### Activity
Go through the entries below and work out how many lines include "roof"; give only that number.

————————

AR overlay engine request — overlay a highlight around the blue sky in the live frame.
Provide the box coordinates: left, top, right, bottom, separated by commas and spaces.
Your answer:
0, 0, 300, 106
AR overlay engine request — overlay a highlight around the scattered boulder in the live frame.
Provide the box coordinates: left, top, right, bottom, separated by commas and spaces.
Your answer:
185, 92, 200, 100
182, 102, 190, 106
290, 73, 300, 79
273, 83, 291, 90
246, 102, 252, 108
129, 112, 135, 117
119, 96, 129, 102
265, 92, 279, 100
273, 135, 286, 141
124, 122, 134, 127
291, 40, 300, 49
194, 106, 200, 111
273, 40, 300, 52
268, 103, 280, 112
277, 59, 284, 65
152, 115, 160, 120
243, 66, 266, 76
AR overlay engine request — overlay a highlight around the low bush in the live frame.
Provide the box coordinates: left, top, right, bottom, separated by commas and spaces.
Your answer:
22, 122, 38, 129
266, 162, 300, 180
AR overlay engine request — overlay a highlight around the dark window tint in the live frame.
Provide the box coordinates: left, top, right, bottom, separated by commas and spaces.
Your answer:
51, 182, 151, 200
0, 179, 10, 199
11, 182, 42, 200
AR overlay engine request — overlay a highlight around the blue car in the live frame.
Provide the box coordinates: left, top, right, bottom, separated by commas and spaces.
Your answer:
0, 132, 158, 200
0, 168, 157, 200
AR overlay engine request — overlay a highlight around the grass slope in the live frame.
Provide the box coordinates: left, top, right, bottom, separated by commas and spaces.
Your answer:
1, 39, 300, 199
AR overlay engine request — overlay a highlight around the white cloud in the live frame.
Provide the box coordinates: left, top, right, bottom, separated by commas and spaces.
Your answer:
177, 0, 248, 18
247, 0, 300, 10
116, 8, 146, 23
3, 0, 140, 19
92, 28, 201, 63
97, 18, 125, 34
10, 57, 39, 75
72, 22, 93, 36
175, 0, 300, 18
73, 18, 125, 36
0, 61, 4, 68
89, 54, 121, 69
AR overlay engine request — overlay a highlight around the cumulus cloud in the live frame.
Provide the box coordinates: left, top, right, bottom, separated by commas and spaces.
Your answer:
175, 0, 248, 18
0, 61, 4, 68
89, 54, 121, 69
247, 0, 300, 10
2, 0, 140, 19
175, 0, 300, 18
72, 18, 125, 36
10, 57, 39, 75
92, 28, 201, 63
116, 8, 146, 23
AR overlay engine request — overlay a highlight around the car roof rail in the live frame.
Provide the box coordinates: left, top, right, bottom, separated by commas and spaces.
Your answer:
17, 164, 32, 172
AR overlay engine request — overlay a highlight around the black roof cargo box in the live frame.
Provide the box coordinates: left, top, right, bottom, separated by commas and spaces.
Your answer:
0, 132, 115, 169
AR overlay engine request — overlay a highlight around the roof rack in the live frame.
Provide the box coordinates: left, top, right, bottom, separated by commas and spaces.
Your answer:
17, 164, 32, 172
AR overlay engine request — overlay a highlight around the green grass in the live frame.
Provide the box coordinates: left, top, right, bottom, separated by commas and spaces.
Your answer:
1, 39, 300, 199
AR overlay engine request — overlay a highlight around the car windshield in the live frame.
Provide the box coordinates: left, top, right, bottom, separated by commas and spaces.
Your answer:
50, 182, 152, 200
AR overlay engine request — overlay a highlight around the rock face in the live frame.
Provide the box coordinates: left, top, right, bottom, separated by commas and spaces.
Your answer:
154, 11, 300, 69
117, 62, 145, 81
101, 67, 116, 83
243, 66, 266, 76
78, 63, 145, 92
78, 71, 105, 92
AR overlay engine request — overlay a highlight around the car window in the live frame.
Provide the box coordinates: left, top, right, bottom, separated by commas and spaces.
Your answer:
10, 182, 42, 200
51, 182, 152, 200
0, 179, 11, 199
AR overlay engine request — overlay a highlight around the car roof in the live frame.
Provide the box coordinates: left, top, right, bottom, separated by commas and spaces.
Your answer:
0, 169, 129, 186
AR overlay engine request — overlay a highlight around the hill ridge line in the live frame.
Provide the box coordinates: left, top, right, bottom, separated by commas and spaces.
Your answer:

————————

### Response to the exercise
4